**Do this:** Copy out the data below line for line, but leave the pictures out.

**Records shown:**
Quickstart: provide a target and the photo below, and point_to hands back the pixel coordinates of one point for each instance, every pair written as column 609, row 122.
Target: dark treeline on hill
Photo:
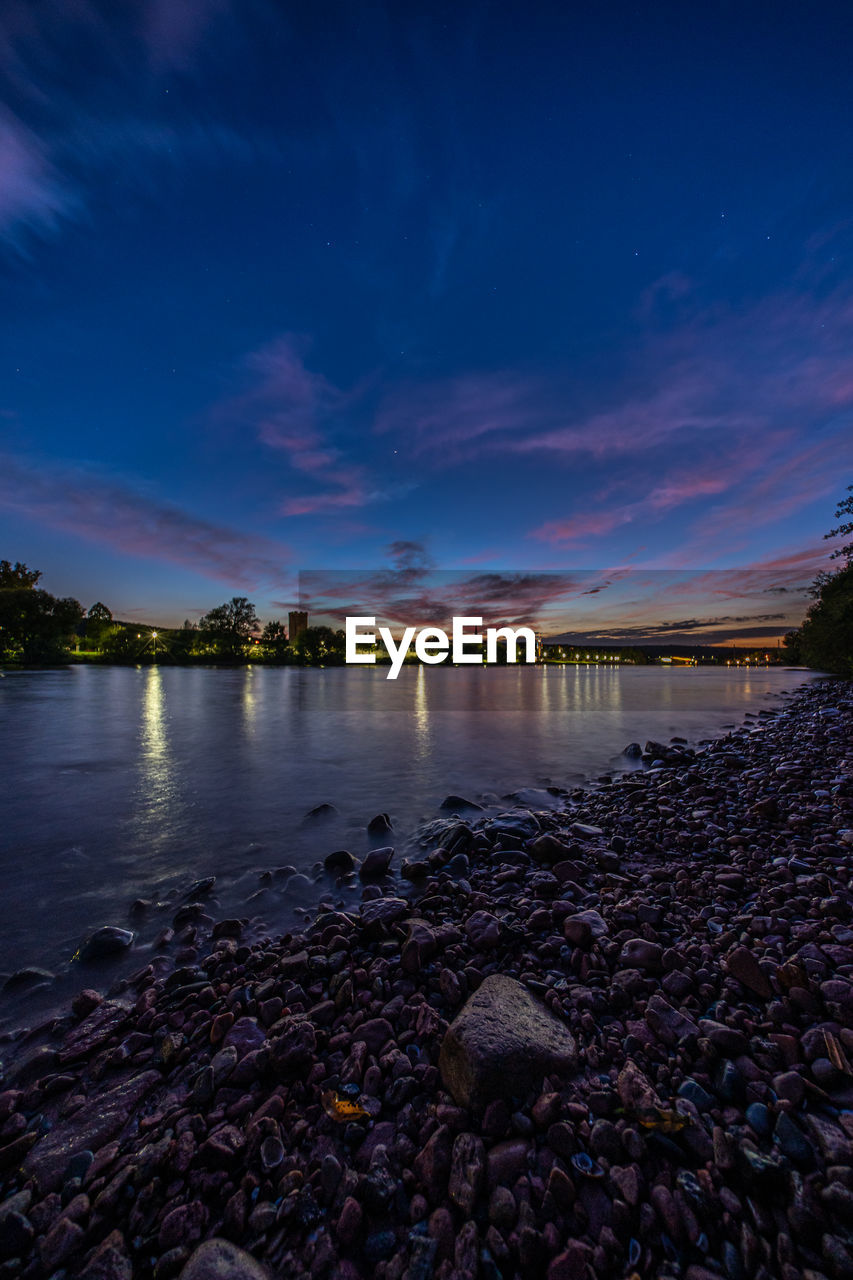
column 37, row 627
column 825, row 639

**Solution to the problem:**
Quickstart: provide a target and the photo below, and point_to hands back the pixel coordinates of one point for each instance, every pair written as column 609, row 122.
Target: dark treeline on hill
Photo:
column 37, row 627
column 825, row 639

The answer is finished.